• What is required
Arrange every line of the records below as a numbered list, and leave out any blank lines.

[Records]
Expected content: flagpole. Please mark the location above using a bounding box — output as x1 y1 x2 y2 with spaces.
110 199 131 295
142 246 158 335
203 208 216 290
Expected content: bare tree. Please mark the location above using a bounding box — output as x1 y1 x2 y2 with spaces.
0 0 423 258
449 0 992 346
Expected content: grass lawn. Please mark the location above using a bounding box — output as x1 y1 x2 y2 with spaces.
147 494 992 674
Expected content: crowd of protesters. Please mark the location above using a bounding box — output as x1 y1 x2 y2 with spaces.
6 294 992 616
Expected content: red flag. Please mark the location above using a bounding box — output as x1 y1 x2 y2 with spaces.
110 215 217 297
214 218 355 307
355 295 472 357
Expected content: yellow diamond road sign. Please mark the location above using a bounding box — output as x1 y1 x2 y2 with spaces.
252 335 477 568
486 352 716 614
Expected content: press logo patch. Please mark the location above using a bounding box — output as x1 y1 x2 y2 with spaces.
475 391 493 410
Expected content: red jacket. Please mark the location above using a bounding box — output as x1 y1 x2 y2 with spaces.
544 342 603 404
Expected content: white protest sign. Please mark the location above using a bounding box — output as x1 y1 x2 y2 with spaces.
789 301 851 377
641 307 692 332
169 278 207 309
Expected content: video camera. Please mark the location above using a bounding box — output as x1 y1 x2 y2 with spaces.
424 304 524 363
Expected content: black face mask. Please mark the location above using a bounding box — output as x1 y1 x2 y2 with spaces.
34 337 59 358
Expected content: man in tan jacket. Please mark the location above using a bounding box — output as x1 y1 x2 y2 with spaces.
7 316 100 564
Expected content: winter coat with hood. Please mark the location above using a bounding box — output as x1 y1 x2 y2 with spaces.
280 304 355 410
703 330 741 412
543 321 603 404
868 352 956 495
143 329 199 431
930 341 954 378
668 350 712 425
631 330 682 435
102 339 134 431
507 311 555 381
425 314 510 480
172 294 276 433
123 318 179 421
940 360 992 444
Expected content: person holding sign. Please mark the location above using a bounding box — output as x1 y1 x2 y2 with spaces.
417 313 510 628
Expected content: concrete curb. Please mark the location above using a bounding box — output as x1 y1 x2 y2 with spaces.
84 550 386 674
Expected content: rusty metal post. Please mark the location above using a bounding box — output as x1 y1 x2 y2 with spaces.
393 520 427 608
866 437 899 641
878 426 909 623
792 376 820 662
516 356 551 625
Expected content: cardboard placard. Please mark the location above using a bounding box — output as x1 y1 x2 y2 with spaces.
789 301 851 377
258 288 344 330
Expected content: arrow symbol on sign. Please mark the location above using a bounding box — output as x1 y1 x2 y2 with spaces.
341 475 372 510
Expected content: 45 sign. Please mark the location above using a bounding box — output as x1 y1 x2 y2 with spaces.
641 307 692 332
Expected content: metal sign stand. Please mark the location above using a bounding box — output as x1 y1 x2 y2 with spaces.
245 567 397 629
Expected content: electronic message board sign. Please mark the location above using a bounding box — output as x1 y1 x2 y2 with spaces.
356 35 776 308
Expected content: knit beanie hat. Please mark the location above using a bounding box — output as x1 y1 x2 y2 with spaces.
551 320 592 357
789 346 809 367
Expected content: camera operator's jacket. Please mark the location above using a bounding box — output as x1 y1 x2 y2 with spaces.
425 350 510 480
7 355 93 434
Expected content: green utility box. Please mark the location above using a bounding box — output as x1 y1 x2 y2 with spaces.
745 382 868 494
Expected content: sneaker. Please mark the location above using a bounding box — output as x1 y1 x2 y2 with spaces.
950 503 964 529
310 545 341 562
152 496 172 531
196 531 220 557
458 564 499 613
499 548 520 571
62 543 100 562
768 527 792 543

• Solution to the exercise
1. Expected content: flagpole. Please mark the location above using a bounding box — output as x1 y1 x2 y2 with spaces.
2. 110 199 131 295
3. 142 246 158 335
4. 203 208 216 290
5. Expected content: bare tree. Please mark the location above using a bounding box — output as x1 y1 x2 y2 with spaces.
6. 0 0 423 258
7. 449 0 992 346
8. Expected content: grass lawn. Please mark the location above using a bounding box — output as x1 y1 x2 y2 with spaces.
9. 147 494 992 674
10. Expected content: crowd of protesters. Please mark the location above using a bounding box — output as x1 y1 x2 y2 with spaces.
11. 6 294 992 616
12. Expected content: red flag. Please mark the location above using a bounding box — output as x1 y1 x2 y2 with spaces.
13. 110 215 217 297
14. 214 218 355 307
15. 355 295 472 357
16. Expected content: yellow diamond road sign. Please mark the location above using a bounding box — output as x1 y1 x2 y2 with spaces.
17. 252 335 477 568
18. 486 352 716 614
19. Expected content: press logo patch. Please mark the location above using a bounding box — output as x1 y1 x2 y2 with spaces.
20. 475 391 493 410
21. Expected content: red jacket. Please mark the location above using a bounding box — output as x1 y1 x2 y2 with spaces.
22. 544 342 603 404
23. Expected content: white protest sign. Please mark the location above using a bounding box — output as x1 y1 x2 y2 with spaces.
24. 789 301 851 377
25. 641 307 692 332
26. 169 278 207 309
27. Expected content: video camera. Please mark the location above using a bounding box — output as x1 y1 x2 y2 with spaces.
28. 424 304 524 363
29. Expected content: black face mask. Please mark the location above using a bounding box — output as x1 y1 x2 y2 with spaces.
30. 34 337 59 358
31. Expected content: man in tan jacket. Please mark the location above using a bounding box — output as x1 y1 x2 y2 with spaces.
32. 7 316 100 564
33. Expected content: winter coat with hood. Please mark the location above using a bounding box — output as x1 y1 x2 y2 with spaces.
34. 280 304 355 410
35. 703 330 741 412
36. 543 321 603 404
37. 868 352 956 495
38. 143 329 199 431
39. 930 341 954 378
40. 668 350 712 425
41. 631 330 682 435
42. 102 339 134 431
43. 507 311 555 381
44. 425 314 510 480
45. 172 294 276 433
46. 123 318 179 421
47. 940 360 992 444
48. Expected content: person holding sign. Please mark the location above using a bounding box — output as x1 y1 x2 y2 with spaces.
49. 417 313 510 628
50. Expected content: concrete curb. Please mark the location above using a bounding box — output as x1 y1 x2 y2 with spaces.
51. 84 550 386 674
52. Expected content: rusty metal post. Please mark the location above using a bounding box — output as x1 y1 x2 y2 with spaces.
53. 393 520 427 608
54. 866 437 899 641
55. 878 426 909 623
56. 792 376 820 662
57. 516 356 551 625
58. Expected content: cardboard placard. Please mark the location above using a bounding box — output as x1 y1 x2 y2 with spaces.
59. 789 301 851 377
60. 258 288 344 330
61. Expected content: arrow symbol on sign. Please mark the location above using a bounding box — output as x1 y1 x2 y2 with spaces.
62. 341 475 372 510
63. Expected content: 45 sign. Please mark the location above using a bounding box — output as x1 y1 x2 y2 with spaces.
64. 641 307 692 332
65. Expected content: metal sign stand. Please mark the location above using a bounding box — output as x1 y1 x2 y2 with spaces.
66. 245 567 397 629
67. Expected content: electronic message board sign. Please mark the location above using a bounding box — output as x1 y1 x2 y2 with spaces.
68. 356 35 776 308
69. Expected content: knit beanie hat. Please mark the location above using a bounding box — output as x1 y1 x2 y2 with spaces.
70. 551 320 592 357
71. 789 346 809 367
72. Expected content: camera operator's jacket. Please mark the location above using a bounding box — output as x1 y1 x2 y2 with spaces.
73. 425 350 510 480
74. 7 355 93 434
75. Expected content: green utility box. Please mark the location above using a bounding box — output as x1 y1 x2 y2 with spaces.
76. 745 382 868 494
77. Expected content: sneaker. Please mark the location above using a bounding box — output as x1 y1 x2 y2 with spaces.
78. 950 503 964 529
79. 310 545 341 562
80. 152 496 172 531
81. 196 531 220 557
82. 458 564 499 613
83. 499 548 520 571
84. 62 543 100 562
85. 768 527 792 543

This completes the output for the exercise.